TAREFA A:
Responda com base no texto sobre a naturalização das mortes na pandemia:
(i) Quanto tempo foi suficiente no STF para honrar as mortes de 1 ano de pandemia?
(ii) Quem enfatizou a frase "Não podemos nos anestesiar"?
(iii) Quantos seguidores deixaram Gabriela Pugliesi depois da festa?
TAREFA B:
Transcreva do texto sobre a naturalização das mortes na pandemia tudo o que vai de "A solidariedade pelas" até "da notificação anterior.".
TAREFA C:
Prossiga com o texto sobre a naturalização das mortes na pandemia a partir do ponto em que ele termina.

TEXTO-FONTE:

______________________________

A solidariedade pelas vidas perdidas não estava mais em pauta e embora a quantidade fosse significativamente maior, a paralisação não aconteceu proporcionalmente. Pouco tempo depois, com 450 mil mortos, a declaração do jornal se mostrou ainda distante, mantendo o modelo da notificação anterior.
A válida e profunda homenagem prestada pelo G1 no marco de 100 mil mortes ainda está no ar, porém não adicionou os outros 300 mil rostos à lista. “Não podemos nos anestesiar”, enfatizou o editor-chefe do Jornal Nacional. No entanto, a fadiga pandêmica infectou o brasileiro e sua mídia como resultado. No STF, 1 minuto foi suficiente para honrar as mortes perdidas em 1 ano de pandemia. Ironicamente, o impacto diminuiu conforme a quantidade aumentou.
Não se trata daquilo que foi feito e refletido quanto aos primeiros mortos pela doença. Tampouco em invalidar os esforços feitos quanto à pandemia. É sobre questionar o que torna um grupo prioridade perante o outro. A narrativa adotada pelo principal grupo midiático do país guia o comportamento social. Trata-se de ir contra a anestesia da massa, mesmo que não faça parte da zona de conforto.
Com Pugliese
Um exemplo claro da naturalização das mortes está lá em 25 de abril do último ano. Naquele mês, a marca de 4 mil mortes foi tragicamente alcançada no Brasil. Eram mais de 50 mil casos confirmados do novo coronavírus no país. A novidade da doença que aterrorizava o brasileiro não impediu a influenciadora fitness Gabriela Pugliesi de dar uma festa, desrespeitando a quarentena. A festa serviu de recepção para a ex-bbb Mari Gonzalez e contou com a presença de alguns amigos sem o uso da máscara.
O caso repercutiu negativamente nas redes sociais, causando o temido cancelamento de Gabriela. Da noite para o dia, 4 milhões de seguidores deixaram a influenciadora e junto deles, 10 patrocinadores abandonaram sua parceria. Pugliesi desativou seu perfil no Instagram a fim de evitar consequências maiores.

______________________________

DADOS REGISTRADOS:
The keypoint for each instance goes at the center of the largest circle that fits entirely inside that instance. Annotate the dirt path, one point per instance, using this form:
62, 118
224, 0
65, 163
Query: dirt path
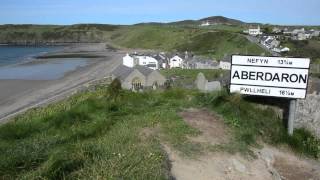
271, 163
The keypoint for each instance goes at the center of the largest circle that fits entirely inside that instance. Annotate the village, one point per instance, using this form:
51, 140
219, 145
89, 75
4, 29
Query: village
139, 71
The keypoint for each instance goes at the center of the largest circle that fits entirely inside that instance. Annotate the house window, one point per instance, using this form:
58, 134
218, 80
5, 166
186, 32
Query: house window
136, 84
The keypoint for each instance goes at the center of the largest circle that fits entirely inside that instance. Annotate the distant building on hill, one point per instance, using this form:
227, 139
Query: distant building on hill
138, 77
176, 62
142, 60
205, 23
254, 31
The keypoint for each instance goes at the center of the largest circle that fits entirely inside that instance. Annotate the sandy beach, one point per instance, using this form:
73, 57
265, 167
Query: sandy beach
17, 96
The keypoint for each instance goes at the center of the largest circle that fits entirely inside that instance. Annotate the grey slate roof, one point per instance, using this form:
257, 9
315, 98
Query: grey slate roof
122, 72
144, 70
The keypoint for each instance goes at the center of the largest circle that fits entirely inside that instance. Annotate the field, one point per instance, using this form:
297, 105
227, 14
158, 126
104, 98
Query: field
108, 135
187, 77
201, 41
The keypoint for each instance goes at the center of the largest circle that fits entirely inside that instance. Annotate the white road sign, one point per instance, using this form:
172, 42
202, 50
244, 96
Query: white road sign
270, 76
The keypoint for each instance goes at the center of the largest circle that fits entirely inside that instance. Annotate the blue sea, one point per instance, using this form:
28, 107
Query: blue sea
17, 62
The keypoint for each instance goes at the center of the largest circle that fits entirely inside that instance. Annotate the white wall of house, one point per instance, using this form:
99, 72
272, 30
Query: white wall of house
176, 62
148, 61
255, 32
128, 61
225, 65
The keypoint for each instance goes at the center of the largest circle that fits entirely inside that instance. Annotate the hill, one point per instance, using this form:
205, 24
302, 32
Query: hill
29, 34
222, 20
200, 41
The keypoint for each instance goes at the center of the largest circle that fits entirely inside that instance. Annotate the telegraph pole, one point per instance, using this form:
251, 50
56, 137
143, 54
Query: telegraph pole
292, 111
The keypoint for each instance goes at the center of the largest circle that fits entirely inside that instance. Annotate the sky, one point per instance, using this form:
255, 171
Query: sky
284, 12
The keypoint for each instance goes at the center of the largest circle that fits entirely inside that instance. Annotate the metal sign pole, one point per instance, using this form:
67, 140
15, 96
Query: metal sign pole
292, 111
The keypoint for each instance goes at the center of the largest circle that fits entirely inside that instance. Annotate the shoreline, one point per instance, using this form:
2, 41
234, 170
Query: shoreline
34, 93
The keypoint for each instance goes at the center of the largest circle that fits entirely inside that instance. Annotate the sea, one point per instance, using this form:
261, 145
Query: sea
18, 62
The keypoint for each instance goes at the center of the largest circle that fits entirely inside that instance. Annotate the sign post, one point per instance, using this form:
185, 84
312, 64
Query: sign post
292, 111
271, 76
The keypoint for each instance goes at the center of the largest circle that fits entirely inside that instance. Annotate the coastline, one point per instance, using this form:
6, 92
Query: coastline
28, 94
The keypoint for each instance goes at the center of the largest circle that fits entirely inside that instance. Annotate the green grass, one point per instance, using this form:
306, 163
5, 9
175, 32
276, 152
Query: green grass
251, 123
30, 34
202, 41
87, 137
91, 137
153, 37
217, 44
309, 48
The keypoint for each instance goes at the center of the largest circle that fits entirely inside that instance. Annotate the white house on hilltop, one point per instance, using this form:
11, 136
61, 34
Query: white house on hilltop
206, 23
255, 31
176, 62
129, 61
142, 60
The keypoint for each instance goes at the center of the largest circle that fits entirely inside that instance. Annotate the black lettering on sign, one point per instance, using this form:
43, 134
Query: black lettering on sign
267, 76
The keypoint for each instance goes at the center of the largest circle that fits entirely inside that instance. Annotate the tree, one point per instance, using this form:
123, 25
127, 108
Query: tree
114, 90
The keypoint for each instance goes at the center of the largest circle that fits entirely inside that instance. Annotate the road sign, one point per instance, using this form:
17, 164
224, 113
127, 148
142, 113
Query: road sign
270, 76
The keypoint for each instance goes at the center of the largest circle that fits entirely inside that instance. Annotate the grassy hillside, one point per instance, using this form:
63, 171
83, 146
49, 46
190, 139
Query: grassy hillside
171, 38
309, 48
91, 136
153, 37
41, 34
219, 43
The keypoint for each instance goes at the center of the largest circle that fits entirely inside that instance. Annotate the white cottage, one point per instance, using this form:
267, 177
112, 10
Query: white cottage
176, 62
255, 31
134, 60
148, 61
129, 61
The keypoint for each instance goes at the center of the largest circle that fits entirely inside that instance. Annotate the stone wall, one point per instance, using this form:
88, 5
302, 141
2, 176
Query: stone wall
204, 85
308, 114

______________________________

RESPOSTA ESPERADA A:
(i) 1 minuto.
(ii) O editor-chefe do Jornal Nacional.
(iii) 4 milhões.

RESPOSTA ESPERADA B:
A solidariedade pelas vidas perdidas não estava mais em pauta e embora a quantidade fosse significativamente maior, a paralisação não aconteceu proporcionalmente. Pouco tempo depois, com 450 mil mortos, a declaração do jornal se mostrou ainda distante, mantendo o modelo da notificação anterior.

RESPOSTA ESPERADA C:
Avançando no tempo, o que antes era um caso isolado e “cancelável”, um ano depois viria a ser uma rotina no país. No início de 2021 vários casos de aglomerações clandestinas foram registrados por todo Brasil. Multidões sem máscara nas ruas, praias, bares e os mais diversos estabelecimentos. No mesmo dia (14/02), o país registra a maior média diária de mortes desde o início das infecções. A inversa proporcionalidade entre milhares de mortes e a normalidade das mesmas era cada vez mais evidente.
Com o passar do tempo, o aumento de casos e fatalidades não era mais motivo para a crítica e reflexão do ano anterior. Os mesmos milhões que protagonizaram o cancelamento da influenciadora, agora atendiam as mais diversas festas nas ruas. As massas perderam a sensibilidade quanto às fatalidades e se acostumaram com o mórbido “novo normal”.
O caso Pugliesi gerou grande repercussão na mídia devido a falta de consideração e sensibilidade da influenciadora. No entanto, o impulso e fervor em apontar seus óbvios erros não foram o suficiente para mantê-los dentro de casa, respeitando o isolamento social. “F***-se a vida!”. A frase declarada por Gabriela resumiu o conceito de sua festa. Posicionamento profundamente criticado pelos internautas agora também representava grande parte do Brasil.
O caso Pugliesi demonstrou o mesmo fenômeno notado na cobertura do Jornal Nacional. A sensibilidade do povo brasileiro quanto ao aumento de mortes diminuiu, e as ações da população concordam com isso. Se por sobrevivência ou interesse, a anestesia alcançou o coração do Brasil.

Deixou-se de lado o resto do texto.